Copy nothing but the text: reproduce each line of the listing exactly and leave the pictures out.

> Provided entries:
+---+

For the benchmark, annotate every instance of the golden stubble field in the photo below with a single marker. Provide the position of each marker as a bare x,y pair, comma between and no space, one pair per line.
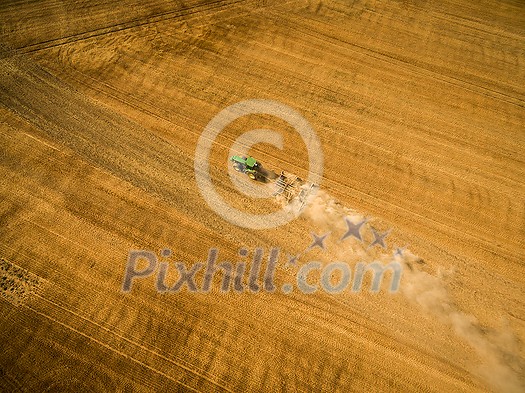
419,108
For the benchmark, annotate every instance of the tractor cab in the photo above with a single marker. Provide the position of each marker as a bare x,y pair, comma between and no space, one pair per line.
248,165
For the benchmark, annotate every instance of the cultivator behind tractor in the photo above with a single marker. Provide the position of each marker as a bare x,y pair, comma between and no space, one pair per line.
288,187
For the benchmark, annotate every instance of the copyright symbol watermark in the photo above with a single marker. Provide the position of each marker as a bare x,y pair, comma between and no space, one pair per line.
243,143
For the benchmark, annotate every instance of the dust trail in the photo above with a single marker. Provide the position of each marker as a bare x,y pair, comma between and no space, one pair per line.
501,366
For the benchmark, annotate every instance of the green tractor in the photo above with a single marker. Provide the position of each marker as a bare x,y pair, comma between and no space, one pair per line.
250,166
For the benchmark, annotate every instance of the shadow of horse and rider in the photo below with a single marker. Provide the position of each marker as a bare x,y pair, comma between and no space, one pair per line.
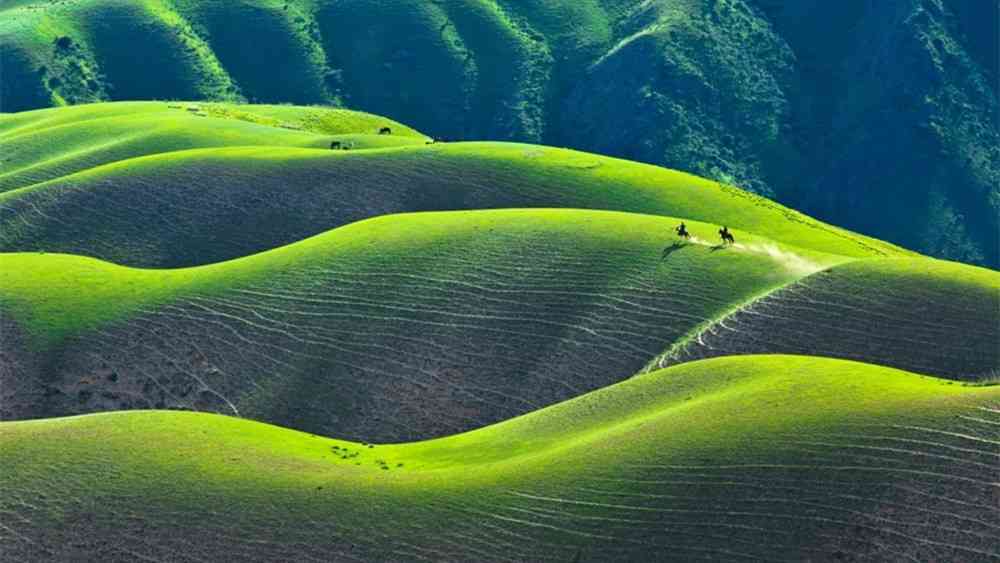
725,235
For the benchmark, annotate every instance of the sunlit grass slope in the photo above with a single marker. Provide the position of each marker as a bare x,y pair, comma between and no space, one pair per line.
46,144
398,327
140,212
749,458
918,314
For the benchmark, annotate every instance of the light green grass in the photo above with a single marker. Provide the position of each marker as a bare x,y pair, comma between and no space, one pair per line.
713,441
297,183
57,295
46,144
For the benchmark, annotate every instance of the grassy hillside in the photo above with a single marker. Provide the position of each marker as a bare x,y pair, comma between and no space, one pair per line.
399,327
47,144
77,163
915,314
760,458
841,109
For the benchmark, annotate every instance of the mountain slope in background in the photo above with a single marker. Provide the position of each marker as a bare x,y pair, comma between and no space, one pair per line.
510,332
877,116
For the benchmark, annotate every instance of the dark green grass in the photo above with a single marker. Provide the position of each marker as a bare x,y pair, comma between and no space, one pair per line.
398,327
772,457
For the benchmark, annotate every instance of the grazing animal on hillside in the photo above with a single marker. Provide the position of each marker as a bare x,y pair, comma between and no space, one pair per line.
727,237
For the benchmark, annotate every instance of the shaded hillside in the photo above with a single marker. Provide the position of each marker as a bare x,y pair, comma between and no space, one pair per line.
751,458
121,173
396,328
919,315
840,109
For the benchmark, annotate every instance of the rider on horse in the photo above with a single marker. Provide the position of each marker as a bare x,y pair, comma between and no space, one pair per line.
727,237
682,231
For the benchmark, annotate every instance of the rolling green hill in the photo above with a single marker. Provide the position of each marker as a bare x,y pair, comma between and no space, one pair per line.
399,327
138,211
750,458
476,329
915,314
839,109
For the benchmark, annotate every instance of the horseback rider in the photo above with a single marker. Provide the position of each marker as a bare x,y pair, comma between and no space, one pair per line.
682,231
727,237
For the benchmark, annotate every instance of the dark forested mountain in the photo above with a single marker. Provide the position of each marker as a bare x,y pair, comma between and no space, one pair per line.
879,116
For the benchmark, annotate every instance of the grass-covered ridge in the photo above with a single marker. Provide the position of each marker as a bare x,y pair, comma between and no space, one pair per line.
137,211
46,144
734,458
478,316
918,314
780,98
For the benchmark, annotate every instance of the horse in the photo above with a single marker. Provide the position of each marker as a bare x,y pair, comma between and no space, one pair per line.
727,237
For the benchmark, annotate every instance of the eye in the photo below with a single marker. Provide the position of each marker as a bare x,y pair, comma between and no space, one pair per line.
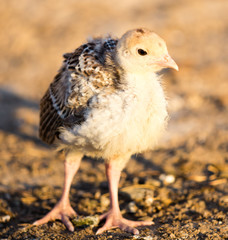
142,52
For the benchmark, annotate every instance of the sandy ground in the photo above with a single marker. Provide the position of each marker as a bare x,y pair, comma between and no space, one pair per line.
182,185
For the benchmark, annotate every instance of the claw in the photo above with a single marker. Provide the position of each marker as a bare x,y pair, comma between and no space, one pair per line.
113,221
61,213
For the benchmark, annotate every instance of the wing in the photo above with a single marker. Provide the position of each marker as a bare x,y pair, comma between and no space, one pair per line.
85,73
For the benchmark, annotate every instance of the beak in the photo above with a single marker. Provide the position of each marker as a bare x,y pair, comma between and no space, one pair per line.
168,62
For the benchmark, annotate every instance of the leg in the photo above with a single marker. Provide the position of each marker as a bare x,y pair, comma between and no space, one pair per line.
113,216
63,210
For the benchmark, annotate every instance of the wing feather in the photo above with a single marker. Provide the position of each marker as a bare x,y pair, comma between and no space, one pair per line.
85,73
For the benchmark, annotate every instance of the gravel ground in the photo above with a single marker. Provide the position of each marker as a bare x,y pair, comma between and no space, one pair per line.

+---+

> Task output:
For the benchmark, annotate every instance of the golden stubble field in the photo below with a single marker. Provide the position of each marker as a bare x,y pair, comma between and no space, one pair per line.
419,108
For the benchmark, annotate every instance of the tractor cab in the photo above with a single marker. Provide the position of each marker as a bare x,y pair, comma between and no space, one pair per line.
248,165
For the benchmark, annotate every instance of the cultivator behind tractor in the photo above with a single marker. Provide the position of each marker as a bare x,y pair, comma between and no space, one pair per line.
288,187
For the benchmark, annotate every instance of the copyright symbol watermark in the photo above with a single marker. Provide the position of each marker as a bare x,y pair, comma between and no space, one pair per line.
243,143
For the benchmark, annotate every instance of the dust trail in the photo above with a single marker. Provide the position of each marker as a bare x,y pair, comma between and no space, one pair per line.
501,366
For the benchmark, annotate every instance of the green tractor in the photo above with a single marker. Provide the position of each marker as a bare x,y pair, comma between and no space, one pair per line.
250,166
For the benchmark, annotate every instance of the shadow of horse and rider in the photo below with a single marker. Provide the position of each marker as a bare x,y pair, comma between and no space, one pair per line.
725,235
For the benchmark, annotate every instance of the sunlit grass slope in the photo above with a single marker. Provide the position of each marker as a bare x,y pair, comma between and no space, one pair per line.
46,144
398,327
140,212
749,458
918,314
For the benchmark, annotate every instance of the light green grass in the photo above with a single marker. Provide the position of each marker as a bare x,y pair, comma between and no space, one pair per line.
713,441
297,183
57,295
46,144
For the benchmark, annotate every instance of the grassy hillside in the photo above with a single marker. Provide the position of each marker as a bare x,y pair, comma between and no space, one pair per line.
399,327
47,144
77,163
915,314
760,458
841,109
For the benchmark, annotate every instance of the mountain slope in background in the photo above with a single marker. Provide the position of each marker as a bare x,y pair, comma between and no space, one pair per line.
510,332
877,116
For the benchmark, annotate every instance of the dark green grass in the photo above with a single marker. Provide the position of each marker as a bare x,y pair, comma between and no space, one pair per line.
398,327
772,457
For the benchmark, annotate every instance of the grazing animal on hillside in the photo above with a single marker. Provide the position of each marker as a bare x,y pair, comma between and no space, one pair per line.
727,237
For the benchmark, annotate every instance of the shaded hillside in the photo above with a single marker. Provide the position of each marker as a bare x,y pair, comma between and no space, one pair per line.
751,458
121,173
396,328
919,315
840,109
For the benchmark, annotate every instance of the rider on horse in the photo above with a single marker. Provide the position of each marker as a bare x,y pair, comma between and no space, one pair per line.
727,237
682,231
For the benchmark, annotate every instance of the rolling green hill in the photo above with a single marker. Provide the position of each marker as a bare x,y pair, comma between and no space, one pair per line.
399,327
138,211
750,458
476,329
915,314
839,109
For the benchmark, annotate every instance of the horseback rider in the photo above with a single marker. Provide the position of each marker as a bare x,y pair, comma between and no space, one pair per line.
682,231
727,237
For the benchmark, annotate every instance of the dark forested mountain in the photo above with a single marker. Provide the position of each marker as a bare x,y pair, comma between and no space, one pair per line.
879,116
For the benchmark, annotate every instance of the grass-covered ridge in the photo above with a single marker. Provide the position of each marker as a bare x,y pair, comma between and no space, one pair per line.
137,211
46,144
734,458
478,316
918,314
780,98
For the benchmark, annotate every instance of the horse in the photo above with a single marker. Provide the position of each marker as a bare x,y pair, comma between and no space, one pair per line.
727,237
For the benchmark, annotate every instance of the eye in the photo below with a single marker. Provide the position of each marker as a bare x,y pair, comma between and no space, one pair per line.
142,52
For the benchmark, annotate every instance of the sandy ground in the photo above with a single marker. Provide the position of each marker as a bare x,y pair, comma between and no space, one pair per line.
182,185
For the benchmark, annotate every instance of the claw in the photo above with a single marker. Provide the position of each marker as a bare x,y pair, comma between and no space, one pair per line.
113,221
61,213
For the benchmark, annotate every instance of the wing in the photo above with a single marker. Provide the position of each marker as a bare x,y pair, comma between and no space, one pair per line.
85,73
For the benchmark, annotate every instance of the beak in the photo above with a single marker. Provide the position of each marker as a bare x,y pair, comma between and no space, one pair per line.
168,62
For the benchmark, annotate every instance of the leg in the photo above with a single marker. Provide the position of each marker as a bare x,y pair, comma between and no space, one pair per line.
113,216
63,210
For the benchmark, annotate every instance of the wing feather in the photo above with a single marker. Provide the position of each marker as a bare x,y pair, comma between and no space, one pair per line.
85,73
For the benchmark, annotate every instance of the gravel ground in the photo above with a single marker. Provide the position of each marker as a bare x,y pair, comma between and no space, one pair per line.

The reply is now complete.